- [Problem]: Transcribe the records verbatim, starting at the line that contains "cabinet in this photo." and ending at the end of the records, both ends included.

- [The records]:
◇ ◇ ◇ ◇
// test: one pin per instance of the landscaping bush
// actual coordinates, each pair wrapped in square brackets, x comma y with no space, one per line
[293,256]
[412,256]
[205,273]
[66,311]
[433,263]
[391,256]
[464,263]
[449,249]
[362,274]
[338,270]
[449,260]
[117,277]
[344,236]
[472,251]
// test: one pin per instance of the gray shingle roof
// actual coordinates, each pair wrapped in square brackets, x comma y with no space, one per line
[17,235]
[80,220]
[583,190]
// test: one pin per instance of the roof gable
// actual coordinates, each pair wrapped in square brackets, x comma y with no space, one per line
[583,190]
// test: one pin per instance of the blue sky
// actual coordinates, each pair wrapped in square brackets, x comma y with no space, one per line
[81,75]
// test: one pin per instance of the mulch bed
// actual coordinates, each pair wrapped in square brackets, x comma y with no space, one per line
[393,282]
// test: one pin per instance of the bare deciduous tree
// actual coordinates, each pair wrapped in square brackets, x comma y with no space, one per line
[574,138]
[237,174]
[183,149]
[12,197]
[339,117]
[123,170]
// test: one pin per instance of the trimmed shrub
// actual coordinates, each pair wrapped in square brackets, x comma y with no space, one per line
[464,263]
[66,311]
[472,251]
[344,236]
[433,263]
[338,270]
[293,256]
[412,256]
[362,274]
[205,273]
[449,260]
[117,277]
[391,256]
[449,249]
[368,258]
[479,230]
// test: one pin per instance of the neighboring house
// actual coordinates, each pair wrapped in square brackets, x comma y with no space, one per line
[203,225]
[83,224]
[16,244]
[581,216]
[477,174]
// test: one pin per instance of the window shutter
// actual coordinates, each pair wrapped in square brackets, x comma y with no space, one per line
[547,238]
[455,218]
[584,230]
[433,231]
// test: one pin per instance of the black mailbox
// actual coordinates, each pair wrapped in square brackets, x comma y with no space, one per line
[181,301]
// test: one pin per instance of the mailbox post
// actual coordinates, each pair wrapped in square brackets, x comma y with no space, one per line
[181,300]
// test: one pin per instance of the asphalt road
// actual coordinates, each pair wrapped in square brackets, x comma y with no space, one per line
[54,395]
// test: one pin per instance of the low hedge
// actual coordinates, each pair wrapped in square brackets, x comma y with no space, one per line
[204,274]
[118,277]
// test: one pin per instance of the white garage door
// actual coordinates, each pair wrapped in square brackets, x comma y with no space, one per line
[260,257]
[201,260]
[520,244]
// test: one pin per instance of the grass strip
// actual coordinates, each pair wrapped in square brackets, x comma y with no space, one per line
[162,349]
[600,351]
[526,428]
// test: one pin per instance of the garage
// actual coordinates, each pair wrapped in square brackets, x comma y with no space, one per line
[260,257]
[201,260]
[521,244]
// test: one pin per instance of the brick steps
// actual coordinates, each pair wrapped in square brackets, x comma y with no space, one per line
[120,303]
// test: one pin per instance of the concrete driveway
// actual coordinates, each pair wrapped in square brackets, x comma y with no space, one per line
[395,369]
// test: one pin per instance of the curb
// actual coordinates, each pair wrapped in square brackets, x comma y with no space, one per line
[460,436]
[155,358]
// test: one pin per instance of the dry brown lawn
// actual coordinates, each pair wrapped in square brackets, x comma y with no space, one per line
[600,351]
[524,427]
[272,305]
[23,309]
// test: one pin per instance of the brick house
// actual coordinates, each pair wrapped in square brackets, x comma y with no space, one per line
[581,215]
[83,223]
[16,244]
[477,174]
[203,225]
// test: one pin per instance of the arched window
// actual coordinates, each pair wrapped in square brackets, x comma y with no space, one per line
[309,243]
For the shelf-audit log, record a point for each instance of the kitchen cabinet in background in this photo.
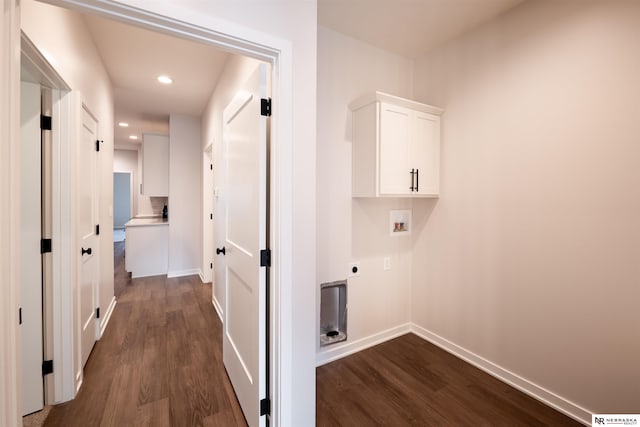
(396, 147)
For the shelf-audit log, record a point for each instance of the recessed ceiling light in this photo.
(165, 80)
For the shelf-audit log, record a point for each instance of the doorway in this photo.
(122, 203)
(290, 349)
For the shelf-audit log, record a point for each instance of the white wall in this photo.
(127, 161)
(185, 200)
(237, 70)
(70, 50)
(530, 256)
(357, 229)
(290, 26)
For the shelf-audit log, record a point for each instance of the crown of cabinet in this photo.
(396, 147)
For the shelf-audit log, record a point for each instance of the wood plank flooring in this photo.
(408, 381)
(159, 362)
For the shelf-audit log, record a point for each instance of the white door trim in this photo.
(245, 41)
(10, 387)
(59, 333)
◇ ◇ ◇ ◇
- [Full output]:
For the shelf-audit log, record a point for each instance of the crown of cabinet in this photo.
(396, 147)
For the shelf-audit log, record a point for each instance of the wood plank flooring in this photo.
(408, 381)
(159, 362)
For the shelf-audit log, record a point for each instance of the white door trim in this photo.
(245, 41)
(10, 387)
(59, 333)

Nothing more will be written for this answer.